EXERCICES:
**A.** D'après la revue de presse sur le livre de Xavier Charpentier, pourquoi sa façon de travailler est-elle comparée à celle d'un entomologiste ? Répondez en une à trois phrases.
**B.** Recopiez sans rien changer le passage de la revue de presse sur le livre de Xavier Charpentier compris entre « 6 octobre 1973. L'été » et « de cinq décennies. », bornes incluses.
**C.** Écrivez la suite de la revue de presse sur le livre de Xavier Charpentier, en commençant juste après sa dernière phrase.

EXTRAIT CHOISI:
━━━━━━━━━━
Xavier Charpentier

 

6 OCTOBRE 1973

L'ÉTÉ INDIEN DES TRENTE GLORIEUSES

192 pages, 17 euros

16 octobre 2020

 

 

 

 

 

REVUE DE PRESSE

Mook Sept, octobre 2021

Une date qui marque

par Magali Rossi

 

Un circuit automobile, une voiture qui sort de route, et c’est le drame. Ce samedi 6 octobre 1973, sur le circuit américain de Watkins Glen, le pilote François Cevert perd la vie. Surnommé «Le prince», il avait 29 ans. Beau, doué, il laisse la France en deuil. De cet événement traumatique, Xavier Charpentier, âgé de 9 ans à l’époque, débute une exploration des années 1970 en plongeant dans ses souvenirs pour revivre ce qu’il nomme «l’été indien des Trente Glorieuses»: une page qui se tourne sur des années d’innocence. Ce même jour, un autre événement change la face du monde: les armées syrienne et égyptienne lancent leur offensive contre Israël ‒ la guerre du Kippour commence. Quelques semaines plus tard, l’embargo sur le pétrole enclenchera un processus que rien ne pourra arrêter: la crise. A la manière d’un entomologiste, Xavier Charpentier sélectionne dans la presse du 6 octobre 1973 des articles, entrefilets et événements qu’il épingle dans sa collection. Il les capture, avant de les observer soigneusement. Son écriture fonctionne comme une loupe qui grossit certains traits, fait apparaître des détails et permet, peu à peu, de tisser les liens intimes d’une expérience, d’une histoire dans l’Histoire. Car ce que Xavier Charpentier raconte, avant tout, c’est la manière dont lui-même a vécu ce 6 octobre 1973.

Classic Courses, 21 janvier 2021

6 octobre 1973. L'été indien des Trente Glorieuses

par Olivier Favre

 

En octobre dernier est paru un livre qui n'est pas consacré à la course automobile, mais qui en parle. Et qui en fait même son point de départ pour revenir sur une époque vieille de cinq décennies.
━━━━━━━━━━
ENTRÉES EXTRAITES:
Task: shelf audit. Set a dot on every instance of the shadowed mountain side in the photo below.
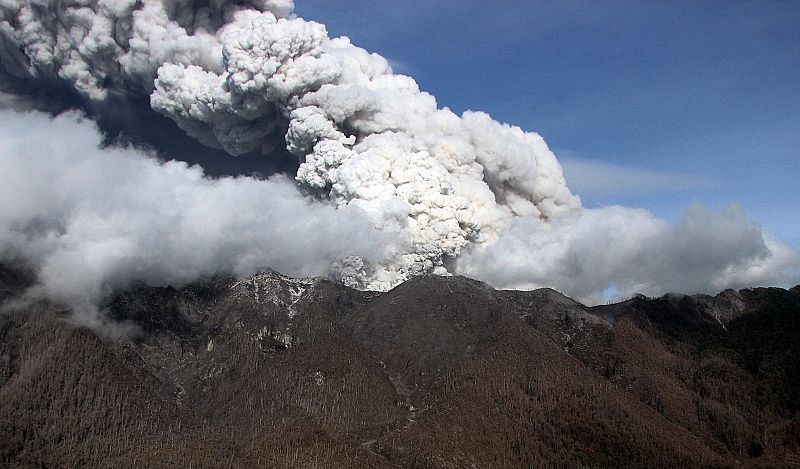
(438, 372)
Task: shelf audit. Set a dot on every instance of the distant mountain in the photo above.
(271, 371)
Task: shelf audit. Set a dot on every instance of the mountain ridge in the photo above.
(438, 372)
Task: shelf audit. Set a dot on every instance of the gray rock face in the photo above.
(438, 372)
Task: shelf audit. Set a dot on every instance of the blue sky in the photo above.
(647, 104)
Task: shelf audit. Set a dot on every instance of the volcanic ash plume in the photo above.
(233, 75)
(243, 75)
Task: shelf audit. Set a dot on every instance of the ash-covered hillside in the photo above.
(270, 371)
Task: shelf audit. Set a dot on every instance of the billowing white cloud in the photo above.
(89, 219)
(400, 187)
(631, 251)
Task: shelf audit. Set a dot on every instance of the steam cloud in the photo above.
(412, 188)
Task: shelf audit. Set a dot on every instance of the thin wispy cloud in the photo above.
(592, 178)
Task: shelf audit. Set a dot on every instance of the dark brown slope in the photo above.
(439, 372)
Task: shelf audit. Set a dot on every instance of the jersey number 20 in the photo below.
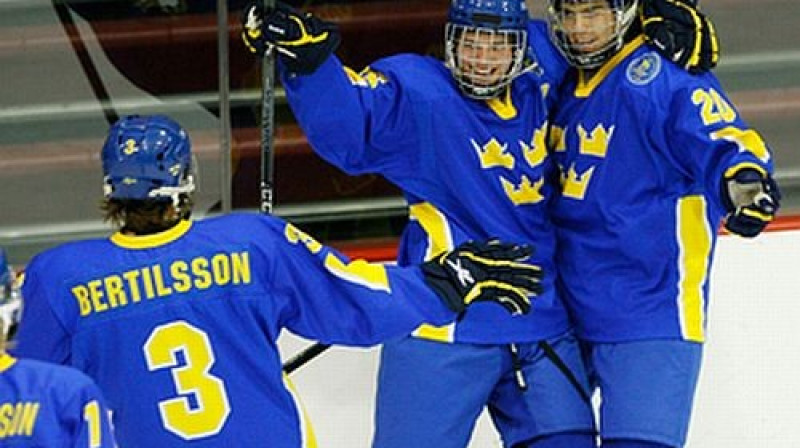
(191, 377)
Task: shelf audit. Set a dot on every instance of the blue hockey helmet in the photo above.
(495, 14)
(486, 44)
(147, 157)
(10, 299)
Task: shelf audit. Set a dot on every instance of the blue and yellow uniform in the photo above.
(469, 169)
(179, 328)
(46, 405)
(643, 147)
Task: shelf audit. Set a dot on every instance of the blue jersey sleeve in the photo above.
(41, 334)
(710, 139)
(91, 417)
(334, 300)
(359, 122)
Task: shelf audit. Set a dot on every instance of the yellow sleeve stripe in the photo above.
(694, 242)
(370, 275)
(435, 225)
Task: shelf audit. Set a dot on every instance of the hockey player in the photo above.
(652, 160)
(177, 320)
(41, 404)
(465, 140)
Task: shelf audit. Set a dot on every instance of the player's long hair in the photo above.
(145, 217)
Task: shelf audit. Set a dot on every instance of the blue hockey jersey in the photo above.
(179, 328)
(643, 147)
(45, 405)
(469, 169)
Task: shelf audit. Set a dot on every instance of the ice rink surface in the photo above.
(749, 392)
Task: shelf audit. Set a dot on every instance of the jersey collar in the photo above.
(585, 86)
(154, 240)
(502, 105)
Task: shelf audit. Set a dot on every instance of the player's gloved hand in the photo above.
(491, 271)
(751, 201)
(681, 33)
(303, 41)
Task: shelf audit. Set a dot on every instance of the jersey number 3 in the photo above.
(210, 408)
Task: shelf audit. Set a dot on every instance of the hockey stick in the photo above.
(85, 60)
(302, 358)
(267, 123)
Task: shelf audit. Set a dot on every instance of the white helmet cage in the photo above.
(576, 53)
(477, 74)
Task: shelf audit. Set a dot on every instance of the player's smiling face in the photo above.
(484, 57)
(589, 25)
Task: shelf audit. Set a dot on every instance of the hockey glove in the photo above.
(303, 41)
(491, 272)
(751, 201)
(681, 33)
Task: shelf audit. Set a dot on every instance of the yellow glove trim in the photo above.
(492, 262)
(479, 287)
(698, 27)
(756, 214)
(305, 37)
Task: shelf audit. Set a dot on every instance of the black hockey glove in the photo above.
(681, 33)
(751, 202)
(303, 41)
(491, 272)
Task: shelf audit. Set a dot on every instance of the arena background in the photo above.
(69, 65)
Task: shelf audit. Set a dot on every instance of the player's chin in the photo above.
(484, 80)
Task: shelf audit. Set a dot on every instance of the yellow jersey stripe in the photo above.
(154, 240)
(694, 241)
(440, 239)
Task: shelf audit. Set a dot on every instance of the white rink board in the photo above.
(749, 393)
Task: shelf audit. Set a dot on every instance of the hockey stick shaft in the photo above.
(267, 124)
(302, 358)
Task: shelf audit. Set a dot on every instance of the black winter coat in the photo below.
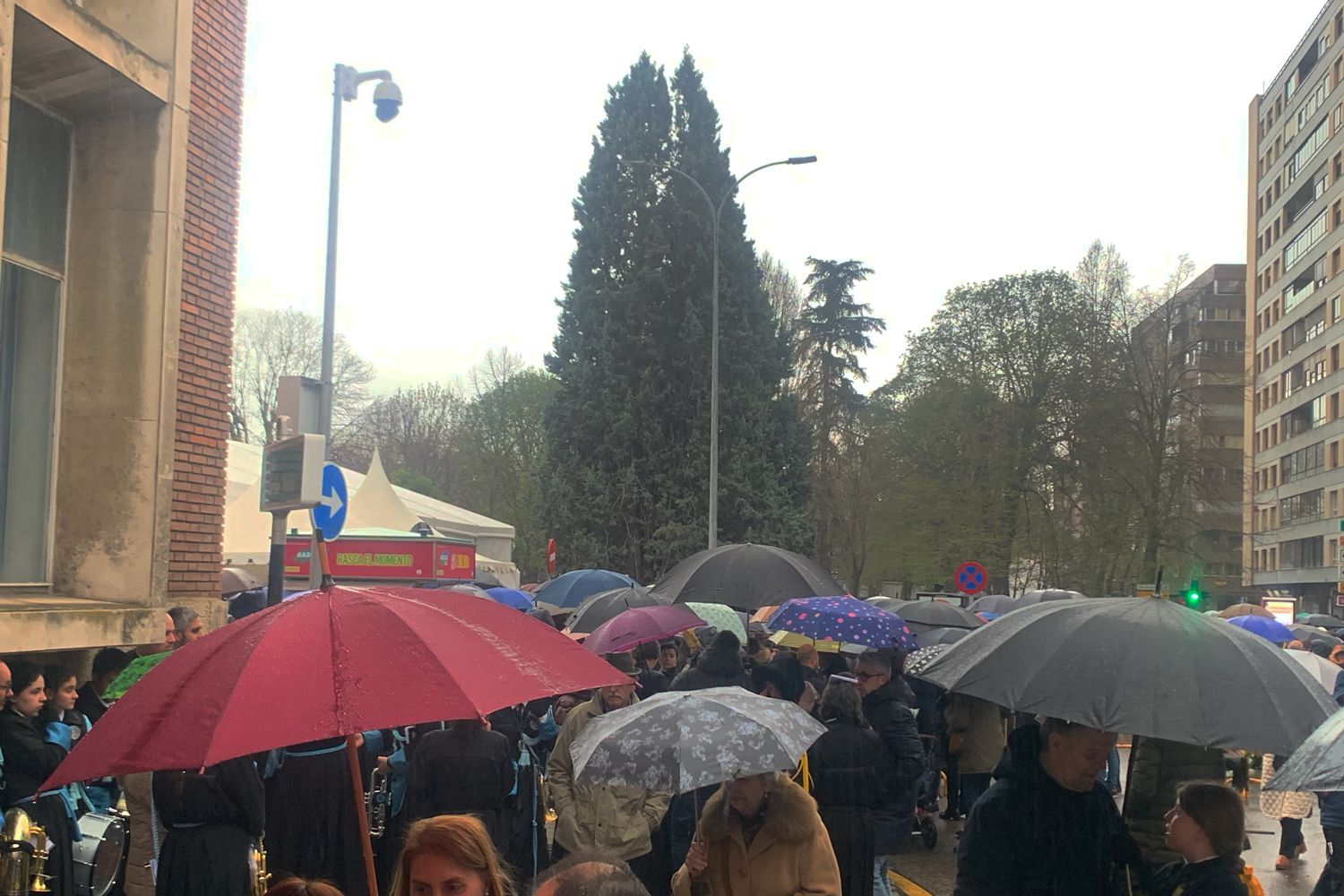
(1215, 877)
(849, 778)
(210, 821)
(1027, 836)
(462, 772)
(887, 710)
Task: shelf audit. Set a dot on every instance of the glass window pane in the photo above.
(30, 312)
(37, 187)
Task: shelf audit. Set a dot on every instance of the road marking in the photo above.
(906, 887)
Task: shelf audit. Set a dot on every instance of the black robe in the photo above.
(849, 775)
(524, 815)
(462, 772)
(29, 761)
(209, 823)
(312, 829)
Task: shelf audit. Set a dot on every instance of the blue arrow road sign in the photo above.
(330, 514)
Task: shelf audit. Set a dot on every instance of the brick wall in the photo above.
(210, 247)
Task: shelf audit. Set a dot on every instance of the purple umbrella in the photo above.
(642, 625)
(1268, 629)
(844, 619)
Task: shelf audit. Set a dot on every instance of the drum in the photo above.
(99, 857)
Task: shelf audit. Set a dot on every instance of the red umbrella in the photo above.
(332, 662)
(642, 625)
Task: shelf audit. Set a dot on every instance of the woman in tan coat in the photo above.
(760, 836)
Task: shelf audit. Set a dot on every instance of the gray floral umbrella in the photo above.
(685, 740)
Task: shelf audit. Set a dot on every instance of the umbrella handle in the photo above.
(357, 786)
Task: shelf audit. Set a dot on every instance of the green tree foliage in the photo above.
(628, 429)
━━━━━━━━━━
RÉPONSES:
**A.** Il choisit dans la presse du 6 octobre 1973 des articles, des entrefilets et des événements, puis il les épingle dans sa collection. Il les capture avant de les observer soigneusement.

**B.**
6 octobre 1973. L'été indien des Trente Glorieuses

par Olivier Favre

 

En octobre dernier est paru un livre qui n'est pas consacré à la course automobile, mais qui en parle. Et qui en fait même son point de départ pour revenir sur une époque vieille de cinq décennies.

**C.**
J’ai déjà eu l’occasion de dire sur ce site à quel point j’ai été et reste frappé par l’extraordinaire simultanéité de la mort de François Cevert avec la guerre du Kippour, cause directe du premier choc pétrolier qui a mis fin aux Trente Glorieuses. C’est pour moi l’exemple type d’une synchronicité, telle que le psychiatre suisse Carl Jung la définissait : la coïncidence temporelle de deux ou plusieurs événements, dont la relation ne relève pas de la causalité, mais d’une association par le sens.

Début décembre j’ai appris par hasard que je n’étais pas le seul. Xavier Charpentier a lui aussi été marqué par ce parallèle. Au point d’en faire un livre : 6 octobre 1973, l’été indien des Trente Glorieuses.

 

C'était l'automne, c'était un automne où il faisait beau.

 

Xavier Charpentier avait 9 ans en ce début d’automne 1973. Et, ainsi que débute le texte de la 4e de couverture, « Il est des dates qui marquent l’existence d’un enfant de 9 ans comme elles marquent celles de millions d’hommes et de femmes ».

C’est donc en tant qu’enfant qu’il a vécu la mort de François Cevert. Et c’est en partant d’un récit de l’accident fatal (pour autant qu’il puisse être raconté, en l’absence presque totale de témoins oculaires), qu’il entreprend une plongée spéléologique dans ces premières années 70 depuis longtemps enfuies. Alternant ses souvenirs d’enfant et les pépites récoltées dans la mine des archives de tous ordres (journaux, livres, émissions télé, films, …) de ces années-là, Xavier Charpentier raconte une fin. Celle de ces Trente Glorieuses qui s’achevaient sans en avoir conscience. Comme il l’écrit, il a voulu comprendre « à quoi ressemble un jour qui a l’air comme les autres, alors qu’il est un dernier jour ? ».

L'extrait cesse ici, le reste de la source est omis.